(Task description):
Begin with the line holding "Put a marker on each instance of the green taxi", then print every line after it through the end of the data, exactly and with nothing added.

(Material for this exercise):
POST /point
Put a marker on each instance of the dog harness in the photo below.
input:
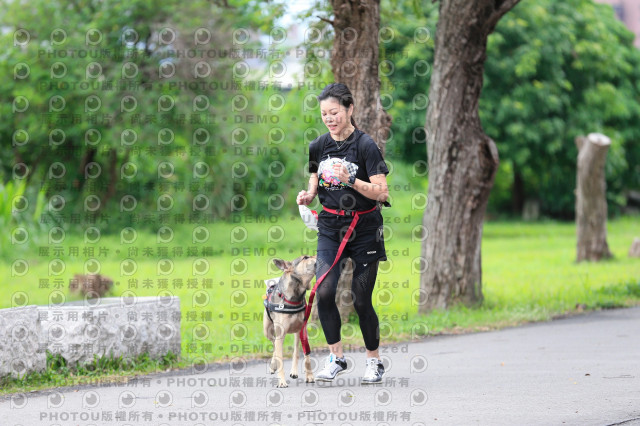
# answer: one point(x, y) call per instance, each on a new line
point(285, 305)
point(304, 338)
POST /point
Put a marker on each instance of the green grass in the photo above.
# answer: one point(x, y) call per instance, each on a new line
point(529, 274)
point(100, 370)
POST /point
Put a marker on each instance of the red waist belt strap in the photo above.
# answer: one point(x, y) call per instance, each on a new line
point(304, 338)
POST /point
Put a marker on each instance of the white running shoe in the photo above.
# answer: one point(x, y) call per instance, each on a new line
point(374, 371)
point(332, 367)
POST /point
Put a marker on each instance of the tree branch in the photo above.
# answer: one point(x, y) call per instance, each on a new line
point(326, 20)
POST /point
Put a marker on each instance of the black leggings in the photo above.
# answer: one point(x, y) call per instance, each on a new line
point(364, 278)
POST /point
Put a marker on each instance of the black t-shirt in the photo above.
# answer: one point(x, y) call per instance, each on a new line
point(360, 153)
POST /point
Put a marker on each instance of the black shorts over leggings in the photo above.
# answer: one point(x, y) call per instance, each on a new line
point(366, 248)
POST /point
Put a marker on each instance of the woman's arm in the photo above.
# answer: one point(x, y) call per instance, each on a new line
point(377, 189)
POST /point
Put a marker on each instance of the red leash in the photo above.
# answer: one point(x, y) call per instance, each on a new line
point(304, 338)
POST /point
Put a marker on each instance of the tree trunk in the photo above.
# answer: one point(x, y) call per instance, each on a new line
point(354, 62)
point(462, 159)
point(591, 201)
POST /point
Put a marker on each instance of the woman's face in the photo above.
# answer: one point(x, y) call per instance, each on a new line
point(336, 117)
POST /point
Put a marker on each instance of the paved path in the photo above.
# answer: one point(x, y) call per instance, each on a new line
point(579, 371)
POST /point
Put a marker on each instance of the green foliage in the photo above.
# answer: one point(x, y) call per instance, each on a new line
point(555, 71)
point(104, 101)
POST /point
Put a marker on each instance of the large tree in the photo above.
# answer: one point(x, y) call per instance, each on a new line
point(462, 158)
point(354, 62)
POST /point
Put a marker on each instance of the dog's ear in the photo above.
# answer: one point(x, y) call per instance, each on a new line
point(282, 264)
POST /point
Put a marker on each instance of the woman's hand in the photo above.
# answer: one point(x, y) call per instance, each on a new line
point(305, 198)
point(340, 171)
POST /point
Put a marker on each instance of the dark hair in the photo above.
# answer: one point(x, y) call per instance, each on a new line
point(341, 93)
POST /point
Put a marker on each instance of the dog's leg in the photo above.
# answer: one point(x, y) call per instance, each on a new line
point(307, 368)
point(269, 332)
point(278, 356)
point(294, 365)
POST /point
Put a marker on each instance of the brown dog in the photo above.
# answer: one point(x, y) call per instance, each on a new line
point(91, 285)
point(287, 296)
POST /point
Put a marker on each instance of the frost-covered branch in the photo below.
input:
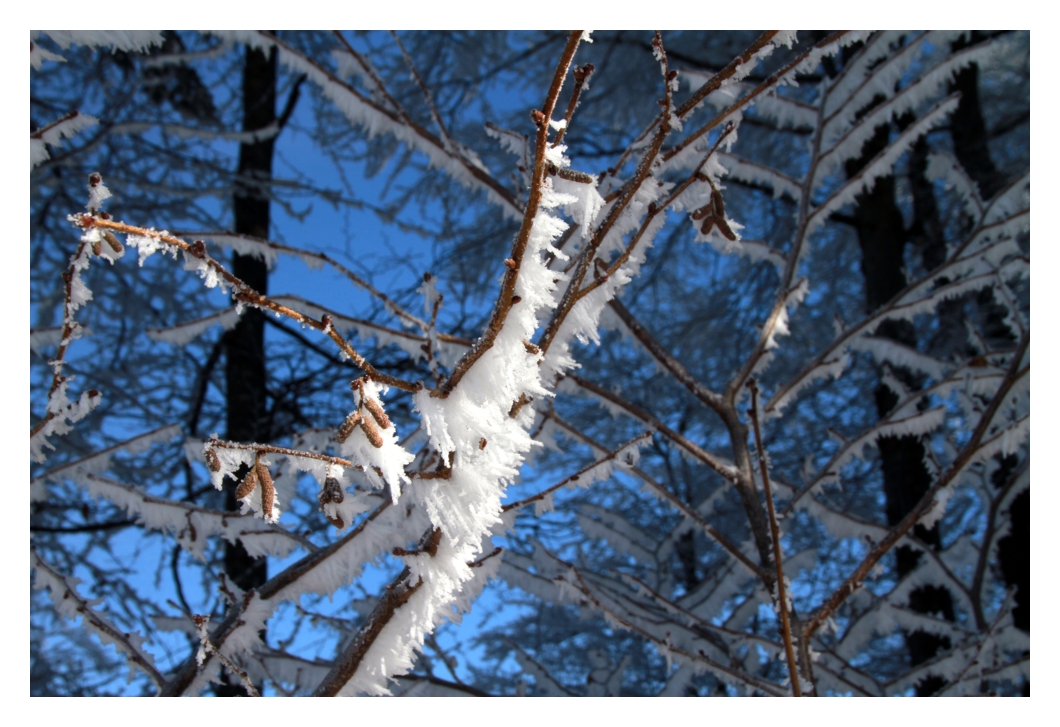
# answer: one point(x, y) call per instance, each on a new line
point(71, 605)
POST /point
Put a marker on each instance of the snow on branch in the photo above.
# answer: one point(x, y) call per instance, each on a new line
point(71, 605)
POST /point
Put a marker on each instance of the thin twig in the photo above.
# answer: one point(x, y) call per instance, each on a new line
point(247, 295)
point(504, 304)
point(778, 555)
point(967, 455)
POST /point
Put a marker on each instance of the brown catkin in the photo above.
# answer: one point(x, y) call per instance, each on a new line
point(346, 428)
point(247, 485)
point(268, 492)
point(112, 241)
point(376, 409)
point(373, 433)
point(211, 460)
point(332, 492)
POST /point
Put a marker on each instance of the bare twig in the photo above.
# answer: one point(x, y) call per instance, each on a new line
point(778, 555)
point(246, 295)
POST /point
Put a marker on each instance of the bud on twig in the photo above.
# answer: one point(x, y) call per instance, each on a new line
point(111, 240)
point(211, 460)
point(376, 410)
point(371, 431)
point(247, 485)
point(268, 490)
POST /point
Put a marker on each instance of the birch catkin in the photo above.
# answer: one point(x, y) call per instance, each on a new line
point(268, 491)
point(248, 484)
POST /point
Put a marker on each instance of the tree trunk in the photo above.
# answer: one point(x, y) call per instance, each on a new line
point(882, 236)
point(245, 373)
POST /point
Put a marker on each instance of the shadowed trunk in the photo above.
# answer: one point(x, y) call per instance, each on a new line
point(245, 373)
point(882, 236)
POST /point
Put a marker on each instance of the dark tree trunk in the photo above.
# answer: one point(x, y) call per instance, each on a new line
point(882, 236)
point(969, 131)
point(245, 372)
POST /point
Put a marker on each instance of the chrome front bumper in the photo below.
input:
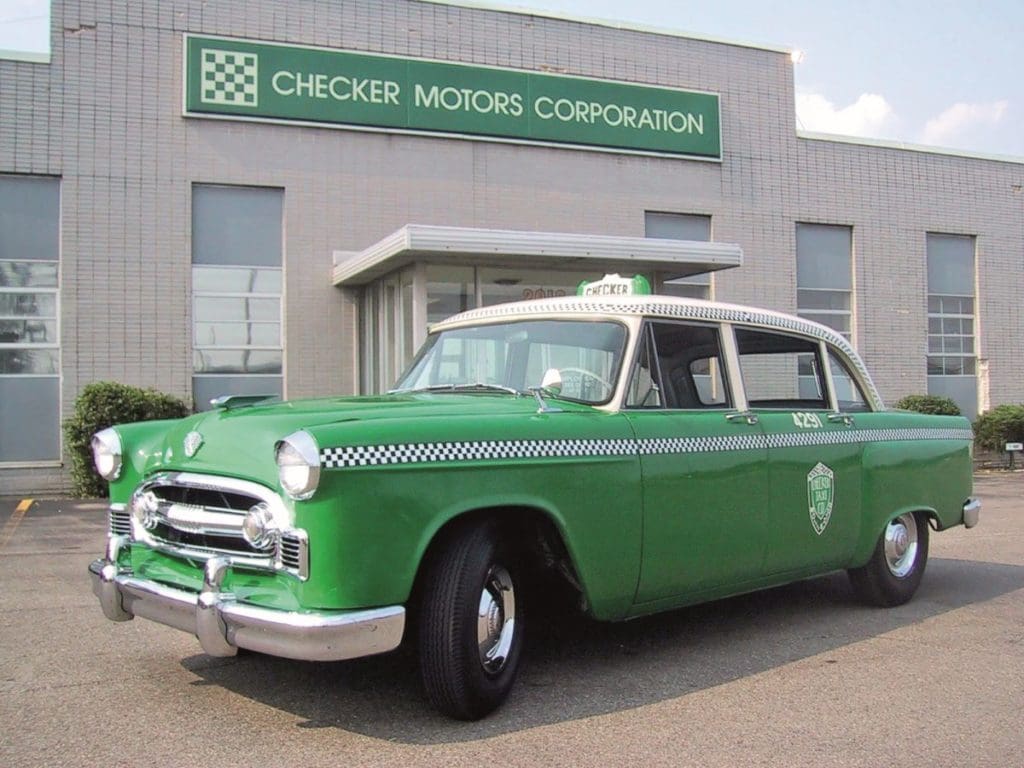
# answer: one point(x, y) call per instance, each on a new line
point(223, 625)
point(972, 511)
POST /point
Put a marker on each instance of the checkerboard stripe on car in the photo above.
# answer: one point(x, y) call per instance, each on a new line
point(438, 453)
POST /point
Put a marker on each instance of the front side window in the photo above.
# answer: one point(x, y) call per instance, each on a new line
point(780, 371)
point(849, 396)
point(519, 355)
point(679, 367)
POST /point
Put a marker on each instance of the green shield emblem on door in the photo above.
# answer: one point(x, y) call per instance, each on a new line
point(820, 493)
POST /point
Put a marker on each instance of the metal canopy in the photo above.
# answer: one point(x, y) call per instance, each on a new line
point(597, 253)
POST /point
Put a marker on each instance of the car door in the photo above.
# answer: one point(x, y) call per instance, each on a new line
point(704, 466)
point(814, 455)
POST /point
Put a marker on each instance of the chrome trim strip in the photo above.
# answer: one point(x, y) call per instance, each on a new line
point(223, 625)
point(972, 512)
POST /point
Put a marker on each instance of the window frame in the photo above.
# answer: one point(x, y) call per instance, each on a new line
point(647, 342)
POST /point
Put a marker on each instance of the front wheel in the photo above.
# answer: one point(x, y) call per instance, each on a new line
point(896, 567)
point(471, 625)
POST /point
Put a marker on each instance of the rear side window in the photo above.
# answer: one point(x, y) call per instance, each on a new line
point(780, 371)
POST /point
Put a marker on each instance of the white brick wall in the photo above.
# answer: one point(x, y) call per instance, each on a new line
point(105, 116)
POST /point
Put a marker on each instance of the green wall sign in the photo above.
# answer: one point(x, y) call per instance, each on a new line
point(261, 81)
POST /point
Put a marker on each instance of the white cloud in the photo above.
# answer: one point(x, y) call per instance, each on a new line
point(960, 120)
point(865, 117)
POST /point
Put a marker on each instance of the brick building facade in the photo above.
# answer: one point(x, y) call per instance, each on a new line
point(123, 276)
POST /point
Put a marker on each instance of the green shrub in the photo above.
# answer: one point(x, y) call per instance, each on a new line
point(995, 428)
point(101, 404)
point(929, 403)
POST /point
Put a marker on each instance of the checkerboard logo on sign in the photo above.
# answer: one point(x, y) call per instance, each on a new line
point(229, 78)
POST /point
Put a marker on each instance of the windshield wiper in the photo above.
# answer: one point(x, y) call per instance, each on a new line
point(476, 386)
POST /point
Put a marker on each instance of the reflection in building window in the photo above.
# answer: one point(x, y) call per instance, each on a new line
point(238, 342)
point(30, 339)
point(951, 325)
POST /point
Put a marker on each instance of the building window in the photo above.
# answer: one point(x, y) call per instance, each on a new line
point(30, 320)
point(824, 283)
point(681, 226)
point(951, 356)
point(238, 342)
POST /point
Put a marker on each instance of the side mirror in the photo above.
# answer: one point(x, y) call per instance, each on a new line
point(552, 381)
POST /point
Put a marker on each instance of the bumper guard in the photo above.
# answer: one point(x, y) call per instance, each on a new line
point(972, 511)
point(223, 625)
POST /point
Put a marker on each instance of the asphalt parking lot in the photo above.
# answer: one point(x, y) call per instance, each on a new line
point(798, 676)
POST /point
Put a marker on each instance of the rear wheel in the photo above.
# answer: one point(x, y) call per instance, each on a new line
point(897, 565)
point(471, 627)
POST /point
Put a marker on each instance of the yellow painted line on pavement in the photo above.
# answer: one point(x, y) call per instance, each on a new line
point(11, 525)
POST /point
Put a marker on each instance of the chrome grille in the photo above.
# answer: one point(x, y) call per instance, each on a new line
point(118, 520)
point(295, 552)
point(201, 516)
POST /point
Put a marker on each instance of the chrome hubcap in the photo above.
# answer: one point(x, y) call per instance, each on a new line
point(496, 620)
point(901, 545)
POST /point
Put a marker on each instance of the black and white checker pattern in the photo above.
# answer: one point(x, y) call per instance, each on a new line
point(228, 78)
point(419, 453)
point(438, 453)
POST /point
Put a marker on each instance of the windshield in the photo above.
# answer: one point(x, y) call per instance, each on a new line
point(520, 355)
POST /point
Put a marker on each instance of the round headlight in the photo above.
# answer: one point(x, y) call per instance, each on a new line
point(259, 527)
point(107, 454)
point(298, 465)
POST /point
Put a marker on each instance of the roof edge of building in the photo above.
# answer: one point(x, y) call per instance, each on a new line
point(525, 10)
point(907, 146)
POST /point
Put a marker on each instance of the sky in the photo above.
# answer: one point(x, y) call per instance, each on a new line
point(940, 73)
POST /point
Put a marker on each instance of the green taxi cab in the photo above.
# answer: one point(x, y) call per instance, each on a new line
point(648, 452)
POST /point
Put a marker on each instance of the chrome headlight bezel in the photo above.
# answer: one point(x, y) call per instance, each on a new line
point(298, 465)
point(107, 454)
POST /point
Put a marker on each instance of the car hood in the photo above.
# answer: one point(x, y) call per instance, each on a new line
point(241, 441)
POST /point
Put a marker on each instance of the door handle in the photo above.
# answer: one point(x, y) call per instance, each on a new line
point(748, 417)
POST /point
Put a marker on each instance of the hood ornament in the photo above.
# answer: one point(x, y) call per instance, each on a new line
point(194, 440)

(Result of the task):
Put a marker on each instance of the green taxi cab in the photo above.
# answer: one point(x, y) call per instance, each on a new line
point(648, 452)
POST /point
Put a marker on each instance of the chrome headlight bezel in the photo above.
# answer: one point(x, y) call per instance, each on a new line
point(298, 465)
point(107, 454)
POST /point
Put a marker on each instance of the car hood in the photo above.
# answer: one point(x, y) call per instance, each on a new line
point(241, 441)
POST /point
Put a marker on each instance of the door handle in the photo above.
# answer: one point(x, y) call per instance, each on a new line
point(748, 417)
POST /point
Put a marker on each instance of the hood ornament in the photo above.
# answer: one point(x, y) call per instance, each on a new line
point(194, 440)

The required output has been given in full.